◆ ASSIGNMENT ◆
Please transcribe exactly, and only, the lines of the data below between the line holding "Put a single dot on each instance of the distant" and the line holding "Target: white tent-like roof", inclusive.

◆ RECORD EXTRACTS ◆

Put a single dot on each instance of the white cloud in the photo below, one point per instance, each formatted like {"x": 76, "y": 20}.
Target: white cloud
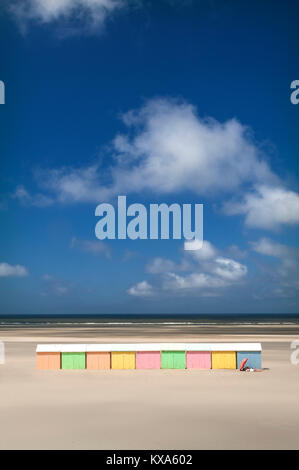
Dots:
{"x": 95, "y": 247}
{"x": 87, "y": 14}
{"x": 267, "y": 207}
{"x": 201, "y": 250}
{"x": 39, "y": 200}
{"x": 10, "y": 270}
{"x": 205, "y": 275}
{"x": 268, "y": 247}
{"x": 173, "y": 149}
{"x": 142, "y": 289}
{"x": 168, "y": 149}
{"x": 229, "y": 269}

* * *

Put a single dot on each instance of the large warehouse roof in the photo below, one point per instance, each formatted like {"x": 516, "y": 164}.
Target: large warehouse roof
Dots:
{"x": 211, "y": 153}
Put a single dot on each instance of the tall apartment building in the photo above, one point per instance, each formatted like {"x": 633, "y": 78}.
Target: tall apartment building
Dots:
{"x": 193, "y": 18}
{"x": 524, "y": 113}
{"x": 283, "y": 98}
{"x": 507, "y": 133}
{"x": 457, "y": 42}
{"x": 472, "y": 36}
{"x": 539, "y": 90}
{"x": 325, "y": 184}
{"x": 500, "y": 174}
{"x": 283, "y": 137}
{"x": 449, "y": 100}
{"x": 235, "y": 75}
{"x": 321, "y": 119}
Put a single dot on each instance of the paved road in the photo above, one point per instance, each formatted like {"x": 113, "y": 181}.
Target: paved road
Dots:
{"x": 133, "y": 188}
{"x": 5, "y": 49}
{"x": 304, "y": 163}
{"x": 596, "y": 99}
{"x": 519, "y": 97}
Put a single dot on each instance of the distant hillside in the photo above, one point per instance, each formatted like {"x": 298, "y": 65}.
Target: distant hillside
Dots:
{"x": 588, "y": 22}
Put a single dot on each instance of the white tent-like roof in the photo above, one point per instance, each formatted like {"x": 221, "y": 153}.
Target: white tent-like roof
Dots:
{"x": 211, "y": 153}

◆ RESPONSE TO THE TASK ◆
Put a single dot on each instance of the distant hillside in the photo above, one point per instance, each formatted like {"x": 298, "y": 65}.
Target: distant hillside
Dots:
{"x": 588, "y": 22}
Put a single dot on each instance of the white tent-like roof in the photo above, one point per instance, each formatted like {"x": 221, "y": 153}.
Target: white tent-like roof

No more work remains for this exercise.